━━━ TEXT FOR ANALYSIS

Selling expenses for Q1 2011 were $0.462 million, an increase of $0.303 million or 191% from $0.159 million in Q1 2010.  Selling expense as a percentage of revenues increased to 7% for Q1 2011, compared to 4% for the same period last year.  The increase in selling expenses was due to expanding the rural lab solution sales and marketing teams to additional Chinese provinces and the food safety business to additional Chinese cities. Selling expenses as a percentage of revenues are expected to decrease in subsequent quarters due to higher expected revenues.

Share-based compensation for Q1 2011 was $0.188 million compared with $Nil for the Q1 2010. No options were granted by the Biochem Group prior to becoming a subsidiary of the Company and listing on the TSX Venture Exchange in October 2010, hence there was no stock based compensation in the comparative period.

Government subsidy income for Q1 2011 was $0.080 million compared with $0.030 million for Q1 2010. A substantial government subsidy is calculated based on one of the PRC subsidiaries' value-added taxes collected on sales.  Increase in government subsidy mainly arose due to increase in sales generated through this particular PRC subsidiary.

Current income taxes for Q1 2011 were $0.322 million compared with $0.057 million for Q1 2010.  The Company's PRC subsidiaries are subject to income taxes at a statutory tax rate of 25% in China.  Two of the Company's PRC subsidiaries have been granted preferential tax rates.  One subsidiary is subject to PRC income taxes at 1% of gross sales and another PRC subsidiary is qualified for income tax exemption during the first two years of profitable operations followed by a 50% tax reduction in the next three years for engaging in R&D activities in a particular economic zone.  The subsidiary received income tax exemptions in the year 2008 and 2009 with the years 2010 and 2011 being taxed at the 50% reduced tax rate.  The increase in income taxes is mainly due to an overall increase in income, an increase in non-tax deductible expenses such as share based compensation as well as expenditures incurred outside of the PRC to maintain the Canadian stock exchange listing.

Profit for the quarter ended March 31, 2011 increased by 283% to $1.224 million compared to the same period in 2010. Profit in the current period represents 18% of gross revenue, compared with 7% of gross revenue in Q1 2010. The increase in profit and profit margin was mainly due to the growth in sales of POCT total lab solutions, which generate higher margins than the Company's other products and solutions. The first quarter is historically the smallest for the Company's profits due to the seasonality of its customers' budgeting and purchasing, such that in 2010 Q1 accounted for 6% of the Company's annual net income.

━━━━━━

EXERCISE AIM »
Continue the discussion of Q1 2011 financial results from where it stops.

━━━ RECORDS SUPPLIED

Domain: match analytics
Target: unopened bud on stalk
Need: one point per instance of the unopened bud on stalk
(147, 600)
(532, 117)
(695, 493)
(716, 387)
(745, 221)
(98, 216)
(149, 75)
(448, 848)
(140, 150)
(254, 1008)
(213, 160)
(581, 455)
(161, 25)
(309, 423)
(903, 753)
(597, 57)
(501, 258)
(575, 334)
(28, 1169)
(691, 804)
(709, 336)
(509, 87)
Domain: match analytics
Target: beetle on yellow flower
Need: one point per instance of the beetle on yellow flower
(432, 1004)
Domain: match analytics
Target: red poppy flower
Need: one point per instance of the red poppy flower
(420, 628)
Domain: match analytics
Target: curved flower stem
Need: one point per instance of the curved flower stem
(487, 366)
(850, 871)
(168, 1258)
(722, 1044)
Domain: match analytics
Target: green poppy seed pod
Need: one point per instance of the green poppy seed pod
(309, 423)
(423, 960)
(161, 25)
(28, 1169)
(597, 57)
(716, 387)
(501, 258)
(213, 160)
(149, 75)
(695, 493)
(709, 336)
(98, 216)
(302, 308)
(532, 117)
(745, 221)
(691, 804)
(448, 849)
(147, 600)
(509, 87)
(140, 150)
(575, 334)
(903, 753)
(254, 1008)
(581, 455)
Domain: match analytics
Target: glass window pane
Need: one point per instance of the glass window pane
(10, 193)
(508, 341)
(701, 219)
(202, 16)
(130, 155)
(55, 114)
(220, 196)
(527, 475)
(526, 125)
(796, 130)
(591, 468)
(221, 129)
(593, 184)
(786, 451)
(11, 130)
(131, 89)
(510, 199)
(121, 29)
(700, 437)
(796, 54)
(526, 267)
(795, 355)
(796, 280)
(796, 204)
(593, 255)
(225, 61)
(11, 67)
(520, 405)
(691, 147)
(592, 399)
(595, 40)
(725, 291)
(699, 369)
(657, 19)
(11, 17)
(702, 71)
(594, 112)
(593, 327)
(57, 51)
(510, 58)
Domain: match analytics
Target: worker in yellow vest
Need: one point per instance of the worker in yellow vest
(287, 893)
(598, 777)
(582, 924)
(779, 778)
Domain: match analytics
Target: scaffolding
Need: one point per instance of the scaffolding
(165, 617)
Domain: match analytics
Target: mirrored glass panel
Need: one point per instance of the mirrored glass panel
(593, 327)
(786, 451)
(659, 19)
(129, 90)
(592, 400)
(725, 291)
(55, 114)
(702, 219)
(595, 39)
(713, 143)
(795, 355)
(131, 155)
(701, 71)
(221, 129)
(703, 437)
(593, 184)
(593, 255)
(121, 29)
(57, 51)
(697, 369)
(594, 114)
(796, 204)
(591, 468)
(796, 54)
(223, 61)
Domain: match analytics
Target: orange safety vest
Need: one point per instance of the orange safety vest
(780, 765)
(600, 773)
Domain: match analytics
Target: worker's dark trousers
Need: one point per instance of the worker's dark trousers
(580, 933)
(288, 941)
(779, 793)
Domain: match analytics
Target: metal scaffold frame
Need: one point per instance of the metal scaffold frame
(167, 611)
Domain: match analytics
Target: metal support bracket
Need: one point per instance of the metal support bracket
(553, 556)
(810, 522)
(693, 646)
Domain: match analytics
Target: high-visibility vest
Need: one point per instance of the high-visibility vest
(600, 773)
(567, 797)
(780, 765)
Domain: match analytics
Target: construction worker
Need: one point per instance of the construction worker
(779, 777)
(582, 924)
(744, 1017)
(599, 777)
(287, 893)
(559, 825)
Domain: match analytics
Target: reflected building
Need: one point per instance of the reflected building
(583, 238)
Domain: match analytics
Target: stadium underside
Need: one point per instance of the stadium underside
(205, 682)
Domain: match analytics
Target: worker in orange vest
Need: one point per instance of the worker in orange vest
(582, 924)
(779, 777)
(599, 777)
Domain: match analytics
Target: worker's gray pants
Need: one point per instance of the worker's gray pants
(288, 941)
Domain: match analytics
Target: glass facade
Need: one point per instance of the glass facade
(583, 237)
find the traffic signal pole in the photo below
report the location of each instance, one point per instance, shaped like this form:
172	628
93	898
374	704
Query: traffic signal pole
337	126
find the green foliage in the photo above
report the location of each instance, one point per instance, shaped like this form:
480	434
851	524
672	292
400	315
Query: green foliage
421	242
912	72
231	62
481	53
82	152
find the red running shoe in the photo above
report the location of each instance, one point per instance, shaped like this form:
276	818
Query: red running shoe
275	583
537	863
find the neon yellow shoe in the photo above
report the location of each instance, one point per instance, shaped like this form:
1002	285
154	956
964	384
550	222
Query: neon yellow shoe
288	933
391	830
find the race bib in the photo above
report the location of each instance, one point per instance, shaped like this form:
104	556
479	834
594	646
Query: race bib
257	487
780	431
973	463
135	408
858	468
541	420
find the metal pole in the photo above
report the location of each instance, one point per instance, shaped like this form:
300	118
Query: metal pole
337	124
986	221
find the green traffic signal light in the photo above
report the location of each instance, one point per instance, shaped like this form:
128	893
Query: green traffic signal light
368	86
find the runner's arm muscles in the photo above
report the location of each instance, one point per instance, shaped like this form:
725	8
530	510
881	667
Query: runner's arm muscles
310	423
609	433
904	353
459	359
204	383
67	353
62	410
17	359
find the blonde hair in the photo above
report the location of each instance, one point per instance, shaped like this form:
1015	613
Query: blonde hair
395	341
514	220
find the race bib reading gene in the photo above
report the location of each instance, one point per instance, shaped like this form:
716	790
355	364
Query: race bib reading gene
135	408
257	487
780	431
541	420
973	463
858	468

━━━━━━

RESPONSE BELOW »
Cash and short-term investments were $3.236 million as at March 31, 2011, compared with $5.6726 million as of December 31, 2010.  The Company's working capital as of March 31, 2011 was $17.165 million, compared with a $16.063 million working capital as of December 31, 2010.

The Company has sufficient working capital to fund the anticipated growth for 2011, including the installation of 587 BK Clinlab total lab solutions in Jilin Province.  However, the Company may need to access additional debt or equity funding if it enters into an agreement for a large number for total lab solutions or if it pursues suitable acquisition opportunities.

Outlook & Growth Strategy

The Company believes that it can continue its strong growth in revenues and profits and build on the leading position it has established in China providing total lab solutions for rural hospitals and clinics, POCT solutions for military and emergency services, and food safety lab solutions, based on the size and growth of the Chinese market for medical diagnostics and food safety, the government support for the market and the Company's proprietary products and services and customer relationships.

In 2011, China Health intends to expand its business by focusing its efforts on expanding its sales network to additional Chinese provinces and cities in the areas where it has proprietary products and limited competition. Going forward, China Health expects revenue growth from its total lab solutions business lines to continue to be stronger than growth from its traditional business with large urban hospitals, and to comprise a higher percentage of revenues.